Named-object pointing records
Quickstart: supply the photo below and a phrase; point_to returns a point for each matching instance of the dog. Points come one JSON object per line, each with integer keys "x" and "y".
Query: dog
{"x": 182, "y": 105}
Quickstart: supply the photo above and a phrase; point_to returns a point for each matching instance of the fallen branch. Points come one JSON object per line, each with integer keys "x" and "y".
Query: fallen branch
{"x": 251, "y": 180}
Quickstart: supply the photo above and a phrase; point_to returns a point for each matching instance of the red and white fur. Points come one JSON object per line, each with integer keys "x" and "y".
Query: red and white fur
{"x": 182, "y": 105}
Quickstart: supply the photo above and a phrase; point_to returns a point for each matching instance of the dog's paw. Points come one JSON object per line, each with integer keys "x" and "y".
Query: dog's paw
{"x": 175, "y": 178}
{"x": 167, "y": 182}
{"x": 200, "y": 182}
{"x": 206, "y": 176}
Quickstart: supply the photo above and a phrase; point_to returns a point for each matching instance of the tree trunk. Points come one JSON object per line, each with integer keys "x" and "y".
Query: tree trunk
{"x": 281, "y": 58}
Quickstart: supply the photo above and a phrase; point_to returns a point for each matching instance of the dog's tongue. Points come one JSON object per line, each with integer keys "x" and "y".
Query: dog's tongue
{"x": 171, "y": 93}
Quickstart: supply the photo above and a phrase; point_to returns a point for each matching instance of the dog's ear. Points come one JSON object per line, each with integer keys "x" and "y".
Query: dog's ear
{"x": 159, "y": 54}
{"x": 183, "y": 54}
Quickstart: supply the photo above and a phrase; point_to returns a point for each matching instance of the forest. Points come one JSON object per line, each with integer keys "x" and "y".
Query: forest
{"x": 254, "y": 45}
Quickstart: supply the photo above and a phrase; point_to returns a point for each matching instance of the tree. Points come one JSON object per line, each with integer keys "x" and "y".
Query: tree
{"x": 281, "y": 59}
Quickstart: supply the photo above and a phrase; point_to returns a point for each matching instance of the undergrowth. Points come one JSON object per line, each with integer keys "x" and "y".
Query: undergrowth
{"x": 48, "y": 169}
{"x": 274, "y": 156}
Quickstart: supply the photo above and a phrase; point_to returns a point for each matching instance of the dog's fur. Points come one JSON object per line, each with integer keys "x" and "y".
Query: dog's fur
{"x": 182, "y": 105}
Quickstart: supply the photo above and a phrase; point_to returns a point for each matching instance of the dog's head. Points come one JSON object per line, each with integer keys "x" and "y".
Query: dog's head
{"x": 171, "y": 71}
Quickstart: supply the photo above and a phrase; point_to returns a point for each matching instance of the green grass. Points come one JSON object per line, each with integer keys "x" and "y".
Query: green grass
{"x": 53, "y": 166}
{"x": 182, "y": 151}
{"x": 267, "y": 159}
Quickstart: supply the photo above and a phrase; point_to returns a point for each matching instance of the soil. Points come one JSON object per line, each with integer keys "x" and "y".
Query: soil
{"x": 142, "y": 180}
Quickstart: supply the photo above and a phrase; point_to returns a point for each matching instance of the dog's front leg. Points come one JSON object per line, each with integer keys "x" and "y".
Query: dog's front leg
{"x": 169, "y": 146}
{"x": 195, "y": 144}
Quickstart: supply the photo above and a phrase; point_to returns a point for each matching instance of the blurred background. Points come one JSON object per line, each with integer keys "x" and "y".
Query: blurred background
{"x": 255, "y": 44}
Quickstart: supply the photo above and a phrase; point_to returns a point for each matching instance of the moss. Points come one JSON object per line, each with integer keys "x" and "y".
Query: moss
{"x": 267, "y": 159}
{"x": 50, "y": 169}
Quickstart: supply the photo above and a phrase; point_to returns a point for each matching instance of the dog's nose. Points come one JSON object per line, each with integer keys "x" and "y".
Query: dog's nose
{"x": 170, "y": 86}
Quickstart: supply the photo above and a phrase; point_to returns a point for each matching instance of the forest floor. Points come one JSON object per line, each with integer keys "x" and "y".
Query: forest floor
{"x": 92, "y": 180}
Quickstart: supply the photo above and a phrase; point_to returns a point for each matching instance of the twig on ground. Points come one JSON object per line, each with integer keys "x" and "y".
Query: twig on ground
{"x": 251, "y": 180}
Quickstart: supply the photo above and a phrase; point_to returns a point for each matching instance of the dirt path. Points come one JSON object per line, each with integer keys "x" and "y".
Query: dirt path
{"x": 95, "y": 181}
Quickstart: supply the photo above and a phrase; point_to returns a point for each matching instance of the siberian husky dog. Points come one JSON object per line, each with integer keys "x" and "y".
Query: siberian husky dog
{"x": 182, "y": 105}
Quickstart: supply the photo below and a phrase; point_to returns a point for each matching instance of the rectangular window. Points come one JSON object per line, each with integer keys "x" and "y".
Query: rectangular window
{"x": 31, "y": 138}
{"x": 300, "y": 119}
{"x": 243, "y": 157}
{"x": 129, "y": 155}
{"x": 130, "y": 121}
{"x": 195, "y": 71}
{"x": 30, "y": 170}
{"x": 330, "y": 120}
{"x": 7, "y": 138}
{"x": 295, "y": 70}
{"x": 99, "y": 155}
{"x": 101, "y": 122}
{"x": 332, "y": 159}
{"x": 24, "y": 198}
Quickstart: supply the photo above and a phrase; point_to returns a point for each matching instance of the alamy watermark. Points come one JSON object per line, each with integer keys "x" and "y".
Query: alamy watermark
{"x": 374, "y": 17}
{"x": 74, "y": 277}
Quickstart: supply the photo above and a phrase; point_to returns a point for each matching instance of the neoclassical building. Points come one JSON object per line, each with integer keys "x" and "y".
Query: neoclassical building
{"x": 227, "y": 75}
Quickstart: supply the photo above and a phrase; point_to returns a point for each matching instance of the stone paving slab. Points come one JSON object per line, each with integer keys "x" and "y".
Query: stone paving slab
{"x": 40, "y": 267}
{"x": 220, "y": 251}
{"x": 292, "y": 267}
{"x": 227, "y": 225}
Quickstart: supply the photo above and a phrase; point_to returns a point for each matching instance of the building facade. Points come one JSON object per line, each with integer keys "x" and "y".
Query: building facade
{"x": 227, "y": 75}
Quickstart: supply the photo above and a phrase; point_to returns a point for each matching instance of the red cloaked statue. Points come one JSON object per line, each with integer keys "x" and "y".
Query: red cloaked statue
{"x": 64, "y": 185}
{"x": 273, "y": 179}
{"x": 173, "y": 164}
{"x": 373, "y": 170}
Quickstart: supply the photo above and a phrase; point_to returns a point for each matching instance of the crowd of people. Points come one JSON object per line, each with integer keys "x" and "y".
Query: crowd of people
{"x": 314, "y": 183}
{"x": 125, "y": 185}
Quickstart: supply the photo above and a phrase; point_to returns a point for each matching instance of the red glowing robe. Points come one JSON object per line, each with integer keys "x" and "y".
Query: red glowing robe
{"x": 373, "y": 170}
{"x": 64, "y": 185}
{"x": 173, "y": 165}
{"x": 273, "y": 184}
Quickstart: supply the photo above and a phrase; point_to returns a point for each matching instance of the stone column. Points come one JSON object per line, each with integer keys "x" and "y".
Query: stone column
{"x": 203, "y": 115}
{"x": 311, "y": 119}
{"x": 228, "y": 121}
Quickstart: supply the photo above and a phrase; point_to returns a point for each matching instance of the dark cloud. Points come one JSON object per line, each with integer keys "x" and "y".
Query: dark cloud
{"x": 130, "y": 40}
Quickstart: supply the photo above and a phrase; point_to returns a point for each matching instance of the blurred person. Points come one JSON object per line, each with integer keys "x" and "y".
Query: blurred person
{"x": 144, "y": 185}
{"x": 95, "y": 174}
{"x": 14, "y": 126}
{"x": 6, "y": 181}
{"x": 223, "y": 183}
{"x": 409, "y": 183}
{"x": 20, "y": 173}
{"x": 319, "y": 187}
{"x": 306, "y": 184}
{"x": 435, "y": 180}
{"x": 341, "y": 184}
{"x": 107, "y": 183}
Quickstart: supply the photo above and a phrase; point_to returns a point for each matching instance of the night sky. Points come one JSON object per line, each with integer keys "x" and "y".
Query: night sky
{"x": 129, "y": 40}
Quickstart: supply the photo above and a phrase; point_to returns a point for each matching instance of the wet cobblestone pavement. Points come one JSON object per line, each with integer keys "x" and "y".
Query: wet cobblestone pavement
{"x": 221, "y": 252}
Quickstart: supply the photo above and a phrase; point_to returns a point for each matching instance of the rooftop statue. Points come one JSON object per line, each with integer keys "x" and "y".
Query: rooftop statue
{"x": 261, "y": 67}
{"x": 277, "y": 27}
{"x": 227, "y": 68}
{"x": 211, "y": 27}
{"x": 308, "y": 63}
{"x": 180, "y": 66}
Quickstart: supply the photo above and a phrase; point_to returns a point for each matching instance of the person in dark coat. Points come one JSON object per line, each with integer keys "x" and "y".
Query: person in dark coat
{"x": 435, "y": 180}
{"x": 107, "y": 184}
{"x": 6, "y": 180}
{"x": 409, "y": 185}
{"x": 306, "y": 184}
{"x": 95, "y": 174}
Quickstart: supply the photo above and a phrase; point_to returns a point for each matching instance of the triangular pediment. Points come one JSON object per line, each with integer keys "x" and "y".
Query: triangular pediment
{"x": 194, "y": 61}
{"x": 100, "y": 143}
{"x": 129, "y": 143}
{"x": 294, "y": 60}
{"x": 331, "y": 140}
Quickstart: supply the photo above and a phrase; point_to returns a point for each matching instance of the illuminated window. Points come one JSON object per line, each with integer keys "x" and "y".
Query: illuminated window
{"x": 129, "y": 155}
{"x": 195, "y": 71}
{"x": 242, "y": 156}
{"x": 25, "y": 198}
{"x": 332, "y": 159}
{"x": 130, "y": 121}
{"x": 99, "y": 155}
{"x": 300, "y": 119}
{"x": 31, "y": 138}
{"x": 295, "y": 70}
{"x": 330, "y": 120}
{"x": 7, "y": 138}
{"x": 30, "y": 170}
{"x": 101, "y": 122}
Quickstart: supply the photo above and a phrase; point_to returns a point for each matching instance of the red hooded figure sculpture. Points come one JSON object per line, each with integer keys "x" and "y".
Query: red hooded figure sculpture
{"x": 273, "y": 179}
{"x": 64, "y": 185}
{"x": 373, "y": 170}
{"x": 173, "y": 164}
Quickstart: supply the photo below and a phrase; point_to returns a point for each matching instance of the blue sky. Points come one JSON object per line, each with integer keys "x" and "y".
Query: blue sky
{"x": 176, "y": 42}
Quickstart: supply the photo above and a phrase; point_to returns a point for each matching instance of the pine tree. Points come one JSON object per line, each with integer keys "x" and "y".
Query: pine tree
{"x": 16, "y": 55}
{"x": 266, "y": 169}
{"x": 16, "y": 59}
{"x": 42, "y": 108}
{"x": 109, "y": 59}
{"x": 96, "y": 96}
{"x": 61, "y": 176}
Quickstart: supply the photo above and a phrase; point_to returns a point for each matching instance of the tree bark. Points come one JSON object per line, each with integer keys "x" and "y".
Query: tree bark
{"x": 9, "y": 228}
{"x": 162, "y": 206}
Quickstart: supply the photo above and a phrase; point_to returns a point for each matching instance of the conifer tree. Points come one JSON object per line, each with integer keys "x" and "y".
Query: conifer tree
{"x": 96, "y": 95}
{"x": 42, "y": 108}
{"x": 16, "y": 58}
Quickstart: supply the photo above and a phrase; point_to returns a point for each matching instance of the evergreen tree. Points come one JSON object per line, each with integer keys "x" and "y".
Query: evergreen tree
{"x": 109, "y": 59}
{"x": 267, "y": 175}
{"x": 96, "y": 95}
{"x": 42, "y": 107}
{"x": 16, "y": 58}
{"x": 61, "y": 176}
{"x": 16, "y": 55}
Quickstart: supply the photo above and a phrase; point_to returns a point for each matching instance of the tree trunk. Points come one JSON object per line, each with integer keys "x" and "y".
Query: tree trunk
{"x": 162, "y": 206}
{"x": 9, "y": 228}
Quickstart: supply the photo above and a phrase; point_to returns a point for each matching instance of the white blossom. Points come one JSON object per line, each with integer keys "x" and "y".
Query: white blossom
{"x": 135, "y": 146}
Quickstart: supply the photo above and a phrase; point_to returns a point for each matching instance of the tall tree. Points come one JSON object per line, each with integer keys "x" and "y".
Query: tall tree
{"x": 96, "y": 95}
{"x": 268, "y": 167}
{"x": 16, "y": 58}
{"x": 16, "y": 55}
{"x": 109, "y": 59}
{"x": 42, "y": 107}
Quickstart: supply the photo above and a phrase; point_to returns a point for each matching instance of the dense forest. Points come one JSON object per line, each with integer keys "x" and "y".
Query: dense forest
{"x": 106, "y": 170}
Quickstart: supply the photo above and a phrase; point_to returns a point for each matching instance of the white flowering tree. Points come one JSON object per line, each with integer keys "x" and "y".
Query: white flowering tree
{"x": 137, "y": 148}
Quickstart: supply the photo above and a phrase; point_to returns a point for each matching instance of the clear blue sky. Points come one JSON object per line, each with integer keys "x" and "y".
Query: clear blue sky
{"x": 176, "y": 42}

WHAT NEEDS TO BE DONE.
Return the line that contains "of the conifer" along with every line after it through the end of the entries, exactly, adding nothing.

WRITTEN RESPONSE.
Quickstart: supply the photo above and a phrase; point_to returns a point for each matching instance of the conifer tree. Points come one JSON object per line, each with integer keys "x" and "y".
Query: conifer tree
{"x": 96, "y": 95}
{"x": 42, "y": 108}
{"x": 16, "y": 58}
Quickstart: supply the photo above and a phrase; point_to returns a point for each matching instance of the evergreen tree. Points come one JSON object per line, each with integer keys "x" and "y".
Query: evergreen tree
{"x": 109, "y": 59}
{"x": 267, "y": 175}
{"x": 96, "y": 95}
{"x": 42, "y": 107}
{"x": 16, "y": 58}
{"x": 61, "y": 176}
{"x": 16, "y": 55}
Quickstart: supply the photo above and a phrase; point_to returns a point for each matching instance of the tree trunk. Points come one JSON object per line, each with integer keys "x" and "y".
Query: tree trunk
{"x": 162, "y": 206}
{"x": 9, "y": 228}
Quickstart: supply the photo above and a phrase; point_to returns a point for each matching instance of the white blossom. Points come one JSON object per line, each with integer keys "x" and "y".
Query: white blossom
{"x": 135, "y": 146}
Quickstart: supply the photo above and a phrase; point_to returns a point for each matching instance of the tall tree. Points come one JSON object per line, each with integer keys "x" and "y".
Query: tall tree
{"x": 96, "y": 95}
{"x": 268, "y": 167}
{"x": 16, "y": 58}
{"x": 16, "y": 55}
{"x": 109, "y": 59}
{"x": 42, "y": 107}
Quickstart: supply the photo above and a phrase; point_to returns a point for each matching instance of the dense forest. Points come one JSON object per line, each with integer keys "x" and "y".
Query: dense forest
{"x": 106, "y": 170}
Quickstart: supply the photo above and a phrase; point_to returns a point for each matching instance of the white flowering tree. Points come one JSON object per line, each with integer keys "x" and "y".
Query: white flowering tree
{"x": 137, "y": 148}
Quickstart: supply the photo above and a phrase; point_to returns a point for each matching instance of the clear blue sky. Points come one JSON object per line, each with integer keys "x" and "y".
Query: clear blue sky
{"x": 176, "y": 42}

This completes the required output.